The flexibility of this approach is also shown by the observation that the proposed model could be extended to incorporate more information, if available, e.g., adding a parameter that depends only on the context, but not on item, would allow the system to learn more general rules about context, such as, on a sunny day, all the items are better rated. Adding such kind of dependency can make the model even more accurate without increasing its complexity, but will have no effect on the items’ ranking, since the ratings of all the rating predictions will be altered by the same quantity.

4.2 Model training

In order to generate rating predictions, the model parameters should be learned using the training data. We define the learning procedure as an optimization problem:

$$ \begin{aligned} &\min_{v_*, q_*, b_*} \sum_{r\in R} \left[\left(r_{uic_1,\ldots, c_k} - v_u q_i^ \top - \bar{\imath} - b_u - \sum_{j=1}^{k}{ b_{ic_j} }\right)^2 +\lambda \left(b_u^2 + \|v_u\|^2 + \|q_i\|^2 + \sum_{j=1}^{k}{ b^2_{ic_j} }\right)\right] &\\ \end{aligned} $$

where \(r=(u, i, c_1, \ldots, c_k)\). For better generalization performance, a regularization term is added, as it is usual in this type of models. Regularization is controlled by the λ meta parameter. As λ grows, the model becomes more “rigid” and fits less the variability in the training data. We have used stochastic gradient descent for solving this problem. This has been proved to be an efficient approach [20]. We update all the parameters of the model as follows:

  • \(b_u \leftarrow b_u + \gamma_{b_u} (err - \lambda b_u)\)

  • \( b_{ic_j} \leftarrow b_{ic_j} + \gamma_{b_{ic_j}} (err -\lambda b_{ic_j}) ,\quad \forall c_j \neq 0,\quad j= 1, \ldots, k\)

  • \( v_u \leftarrow v_u + \gamma_{ v_u} (err \cdot q_i -\lambda v_u)\)

  • \( q_i \leftarrow q_i + \gamma_{q_i} (err \cdot v_u -\lambda q_i)\)

WHAT IS EXPECTED:
Copy the passage on model training from "where \(r=(u, i, c_1, \ldots, c_k)\)." up to and including "- \lambda b_u)\)", swapping "efficient" for "effective".

DATA BLOCK:
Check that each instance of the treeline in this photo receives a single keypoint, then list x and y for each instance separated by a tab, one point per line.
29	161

ANSWER TO THE TASK:
where \(r=(u, i, c_1, \ldots, c_k)\). For better generalization performance, a regularization term is added, as it is usual in this type of models. Regularization is controlled by the λ meta parameter. As λ grows, the model becomes more “rigid” and fits less the variability in the training data. We have used stochastic gradient descent for solving this problem. This has been proved to be an effective approach [20]. We update all the parameters of the model as follows:

  • \(b_u \leftarrow b_u + \gamma_{b_u} (err - \lambda b_u)\)